§ **Texto fornecido**

/---

A preparação do agonizante, inclusive cantoria e recitação de sutras, segundo os lamas, terá efeito de atenuar o apego à vida e, assim, facilitar o desprendimento da alma.
Consumada a morte, um ou mais monges (dependendo de quanto a família possa gastar com o rito) deverão oficiar cerimônia propiciatória do desprendimento da alma ("namshe") do defunto pelo topo do crânio. (Sem essa precaução, garantem eles, a alma deixaria o corpo pelo ânus e, por consequência, cairia no inferno.)
A partir daí, ninguém terá permissão de tocar o corpo, que deverá permanecer no leito em que tiver morrido, rosto coberto por lenço branco, até que um xamã, adivinho ou vidente determine data e hora propícias para o "sepultamento".


Em Lhasa não há cemitérios: os defuntos são sepultados "no ar"


Estatuto ambíguo
O principal fator de antagonismo e ressentimento dos tibetanos em relação a outras etnias tem sido a aspiração de independência.
O governo chinês alega que em 1950 o Tibete era Província chinesa e que sua intervenção se deu no exercício do mesmo direito antisseparatista que todas as maiores nações do mundo já exerceram.
O caso que se discute perante o júri da opinião pública mundial, portanto, está centrado no acolhimento ou na rejeição do argumento de que o Tibete era Estado soberano, e não Província, quando da ocupação pelo Exército de Libertação Popular (ELP).
De fato, não falta ao Tibete quase nenhum dos elementos de identidade nacional tradicionalmente considerados quando uma nação pleiteia ou assume soberania: população ocupante, por muitas gerações, de território demarcado; caráter nacional definido por elementos próprios como, além da língua, também história, leis, religião e costumes.
Mas, em termos estritamente jurídicos, esses elementos, embora necessários, não são suficientes. Estado soberano pressupõe reconhecimento formal desse status na comunidade de nações. O Tibete, porém, jamais foi reconhecido como Estado soberano por outro de igual status jurídico, como, digamos, Reino Unido e EUA.

\---

§ **Tarefa**
Copie sem alterações, do texto sobre o Tibete, o trecho que vai de "A preparação do" até "desprendimento da alma.".

§ **Dados fornecidos**

/---

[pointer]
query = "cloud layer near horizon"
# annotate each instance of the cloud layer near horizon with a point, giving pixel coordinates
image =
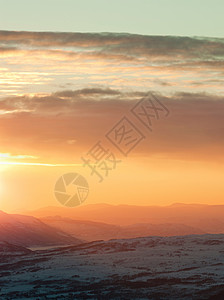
(71, 121)
(46, 62)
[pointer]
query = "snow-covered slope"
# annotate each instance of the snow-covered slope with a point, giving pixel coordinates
(189, 267)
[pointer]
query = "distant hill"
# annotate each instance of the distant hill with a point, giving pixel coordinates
(207, 218)
(29, 231)
(91, 231)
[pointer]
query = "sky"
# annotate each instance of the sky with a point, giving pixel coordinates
(160, 17)
(67, 81)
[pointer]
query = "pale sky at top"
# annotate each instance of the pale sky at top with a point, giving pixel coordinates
(158, 17)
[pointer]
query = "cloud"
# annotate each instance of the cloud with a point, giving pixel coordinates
(194, 129)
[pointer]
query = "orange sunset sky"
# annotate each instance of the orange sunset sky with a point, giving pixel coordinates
(62, 92)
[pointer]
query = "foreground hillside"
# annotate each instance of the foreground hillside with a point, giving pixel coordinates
(190, 267)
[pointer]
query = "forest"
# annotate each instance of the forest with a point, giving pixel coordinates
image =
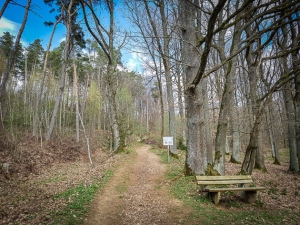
(220, 77)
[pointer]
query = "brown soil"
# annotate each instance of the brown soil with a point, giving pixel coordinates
(137, 195)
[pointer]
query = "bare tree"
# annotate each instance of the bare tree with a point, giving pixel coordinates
(12, 57)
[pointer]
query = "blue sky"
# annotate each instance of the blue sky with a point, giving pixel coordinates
(35, 28)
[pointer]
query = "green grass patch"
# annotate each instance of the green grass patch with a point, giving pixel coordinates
(185, 189)
(78, 200)
(122, 188)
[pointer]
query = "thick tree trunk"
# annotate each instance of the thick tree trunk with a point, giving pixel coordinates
(111, 94)
(295, 64)
(290, 109)
(63, 74)
(225, 108)
(274, 146)
(196, 157)
(4, 7)
(75, 95)
(235, 133)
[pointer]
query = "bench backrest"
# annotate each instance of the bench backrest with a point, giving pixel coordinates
(215, 180)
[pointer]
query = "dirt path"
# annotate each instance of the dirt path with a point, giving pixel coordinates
(136, 195)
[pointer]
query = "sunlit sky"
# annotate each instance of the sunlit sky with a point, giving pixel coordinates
(35, 29)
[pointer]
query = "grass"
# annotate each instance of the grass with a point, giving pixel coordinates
(78, 201)
(185, 189)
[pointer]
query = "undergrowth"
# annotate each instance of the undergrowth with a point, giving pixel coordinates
(185, 189)
(78, 200)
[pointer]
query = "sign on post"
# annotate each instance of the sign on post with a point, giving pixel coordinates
(168, 141)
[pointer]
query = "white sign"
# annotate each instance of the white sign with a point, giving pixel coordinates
(167, 140)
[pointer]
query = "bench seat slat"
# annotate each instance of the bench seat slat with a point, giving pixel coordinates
(216, 182)
(237, 177)
(234, 189)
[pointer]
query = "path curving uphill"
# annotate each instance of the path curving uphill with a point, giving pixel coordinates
(136, 194)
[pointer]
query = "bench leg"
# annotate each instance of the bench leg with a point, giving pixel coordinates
(215, 196)
(249, 196)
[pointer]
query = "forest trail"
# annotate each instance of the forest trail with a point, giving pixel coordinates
(137, 194)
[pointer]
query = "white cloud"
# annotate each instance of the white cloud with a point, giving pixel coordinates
(62, 39)
(132, 64)
(7, 25)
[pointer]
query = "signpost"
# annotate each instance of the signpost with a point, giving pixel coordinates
(168, 141)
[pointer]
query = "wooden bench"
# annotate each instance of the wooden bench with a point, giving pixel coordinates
(249, 194)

\---

§ **Resposta à tarefa**
A preparação do agonizante, inclusive cantoria e recitação de sutras, segundo os lamas, terá efeito de atenuar o apego à vida e, assim, facilitar o desprendimento da alma.